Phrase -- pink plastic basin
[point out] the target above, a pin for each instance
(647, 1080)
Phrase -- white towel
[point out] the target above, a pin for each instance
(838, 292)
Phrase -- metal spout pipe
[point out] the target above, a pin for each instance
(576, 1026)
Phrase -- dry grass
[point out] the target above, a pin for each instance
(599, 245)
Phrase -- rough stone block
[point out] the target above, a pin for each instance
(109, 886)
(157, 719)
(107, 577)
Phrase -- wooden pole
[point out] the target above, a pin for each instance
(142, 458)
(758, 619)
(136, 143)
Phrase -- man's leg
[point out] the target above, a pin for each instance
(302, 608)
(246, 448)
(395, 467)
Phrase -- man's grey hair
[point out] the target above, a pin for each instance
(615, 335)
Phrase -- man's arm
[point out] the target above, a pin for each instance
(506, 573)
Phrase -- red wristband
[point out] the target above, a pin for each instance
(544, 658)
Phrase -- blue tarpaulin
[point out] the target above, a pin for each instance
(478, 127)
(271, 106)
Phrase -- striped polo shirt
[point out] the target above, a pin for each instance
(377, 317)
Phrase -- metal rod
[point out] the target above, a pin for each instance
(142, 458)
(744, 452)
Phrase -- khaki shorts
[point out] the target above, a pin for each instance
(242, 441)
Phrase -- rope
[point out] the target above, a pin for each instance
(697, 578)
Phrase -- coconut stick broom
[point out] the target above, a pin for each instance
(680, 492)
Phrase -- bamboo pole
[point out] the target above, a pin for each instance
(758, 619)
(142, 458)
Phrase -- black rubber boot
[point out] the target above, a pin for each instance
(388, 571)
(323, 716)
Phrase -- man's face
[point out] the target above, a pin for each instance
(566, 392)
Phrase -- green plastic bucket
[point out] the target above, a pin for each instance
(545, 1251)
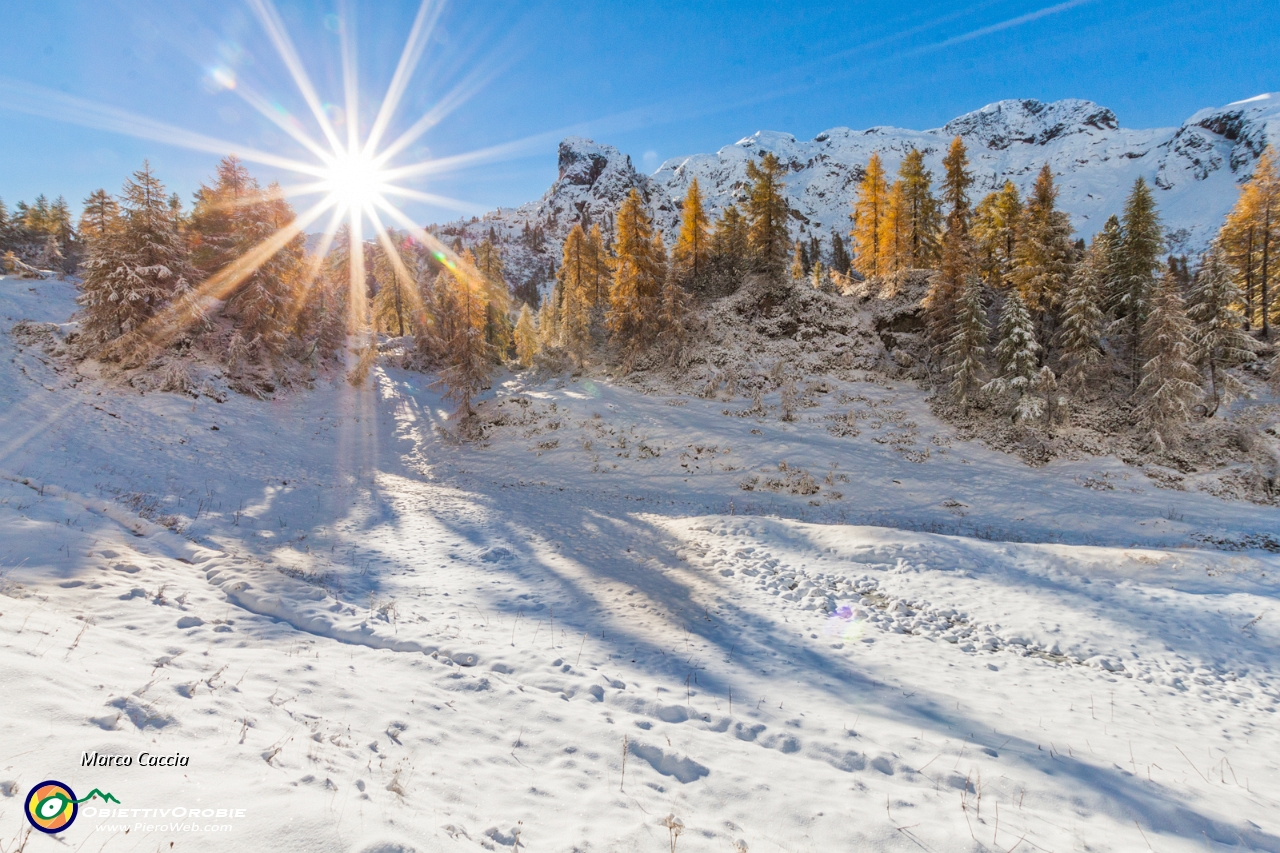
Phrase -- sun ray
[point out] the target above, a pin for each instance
(36, 100)
(183, 313)
(430, 197)
(282, 119)
(315, 260)
(279, 36)
(461, 94)
(402, 272)
(350, 76)
(428, 13)
(455, 264)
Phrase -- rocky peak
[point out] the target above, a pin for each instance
(1029, 122)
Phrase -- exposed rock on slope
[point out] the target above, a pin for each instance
(1196, 167)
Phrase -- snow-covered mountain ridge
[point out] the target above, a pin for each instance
(1196, 168)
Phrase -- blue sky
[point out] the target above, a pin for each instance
(657, 80)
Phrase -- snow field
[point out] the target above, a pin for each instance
(374, 638)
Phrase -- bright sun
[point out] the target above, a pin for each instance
(355, 181)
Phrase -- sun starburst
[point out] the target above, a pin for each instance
(355, 174)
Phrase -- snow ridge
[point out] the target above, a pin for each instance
(1197, 168)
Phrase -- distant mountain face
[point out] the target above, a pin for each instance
(1196, 168)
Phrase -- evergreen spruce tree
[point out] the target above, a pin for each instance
(964, 354)
(392, 304)
(1217, 331)
(798, 265)
(840, 260)
(131, 276)
(1080, 336)
(1170, 384)
(100, 218)
(526, 337)
(767, 214)
(638, 278)
(693, 247)
(869, 210)
(1136, 264)
(1042, 255)
(1018, 356)
(5, 228)
(996, 226)
(730, 254)
(263, 301)
(919, 213)
(675, 314)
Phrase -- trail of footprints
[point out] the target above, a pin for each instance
(863, 602)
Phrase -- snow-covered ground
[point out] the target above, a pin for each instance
(583, 629)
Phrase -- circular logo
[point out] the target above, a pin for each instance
(51, 807)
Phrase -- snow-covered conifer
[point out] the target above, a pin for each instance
(964, 354)
(840, 260)
(131, 276)
(1018, 356)
(100, 218)
(396, 283)
(730, 254)
(1217, 331)
(1137, 259)
(1080, 334)
(796, 269)
(1170, 384)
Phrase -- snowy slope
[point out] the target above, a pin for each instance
(374, 639)
(1196, 167)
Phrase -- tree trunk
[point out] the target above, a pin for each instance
(1266, 258)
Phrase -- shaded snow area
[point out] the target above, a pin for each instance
(581, 630)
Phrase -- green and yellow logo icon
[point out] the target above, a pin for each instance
(51, 806)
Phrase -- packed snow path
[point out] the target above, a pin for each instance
(373, 638)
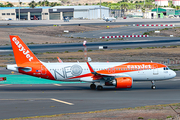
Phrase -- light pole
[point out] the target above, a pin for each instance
(19, 9)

━━━━━━

### Problem requirements
Please tally each line in the material above that contains "metal", and let the number be your entire reply.

### Exercise solution
2